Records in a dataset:
● ● ● ●

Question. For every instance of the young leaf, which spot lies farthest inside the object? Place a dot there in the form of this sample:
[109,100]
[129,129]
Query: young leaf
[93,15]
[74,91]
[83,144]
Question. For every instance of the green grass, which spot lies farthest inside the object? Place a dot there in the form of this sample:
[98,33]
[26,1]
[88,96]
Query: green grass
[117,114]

● ● ● ●

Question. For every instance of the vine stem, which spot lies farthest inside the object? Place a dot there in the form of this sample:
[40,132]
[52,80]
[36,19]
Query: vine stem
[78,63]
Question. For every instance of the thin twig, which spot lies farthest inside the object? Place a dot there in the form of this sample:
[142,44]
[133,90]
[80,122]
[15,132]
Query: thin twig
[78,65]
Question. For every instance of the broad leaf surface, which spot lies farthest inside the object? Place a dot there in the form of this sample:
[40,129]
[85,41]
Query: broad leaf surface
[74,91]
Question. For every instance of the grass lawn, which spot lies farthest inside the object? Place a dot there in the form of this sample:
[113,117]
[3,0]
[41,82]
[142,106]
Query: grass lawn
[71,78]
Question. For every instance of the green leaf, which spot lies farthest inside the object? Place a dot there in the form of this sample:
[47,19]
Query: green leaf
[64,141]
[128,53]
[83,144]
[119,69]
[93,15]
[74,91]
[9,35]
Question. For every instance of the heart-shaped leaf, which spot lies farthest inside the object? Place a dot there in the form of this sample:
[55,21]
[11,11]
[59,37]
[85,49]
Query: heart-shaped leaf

● ● ● ●

Objective: Put the rows from the line with "Question. For every instance of the grass" through the line with "Query: heart-shaped leaf", both included, into a JSON list of strings, one string per line and with blank lines left out.

Result of this exercise:
[
  "Question. For every instance of the grass lawn, which spot lies farthest inside the object? Place a dot there in the form of this sample:",
  "[113,117]",
  "[3,0]",
  "[41,82]",
  "[142,106]",
  "Query: grass lawn",
  "[71,78]",
  "Question. For every instance of the green leaf, which spot lies farthest inside the object? Place a dot there in the form of this sample:",
  "[47,19]",
  "Query: green leaf",
  "[64,141]",
  "[128,53]",
  "[83,144]",
  "[119,69]",
  "[93,15]",
  "[74,91]",
  "[9,35]",
  "Question. For every instance of the heart-shaped leaf, which spot lies farthest inside the object? Place a dot there in the form of this sample:",
  "[55,21]",
  "[11,11]",
  "[59,37]",
  "[85,49]",
  "Query: heart-shaped leaf"
]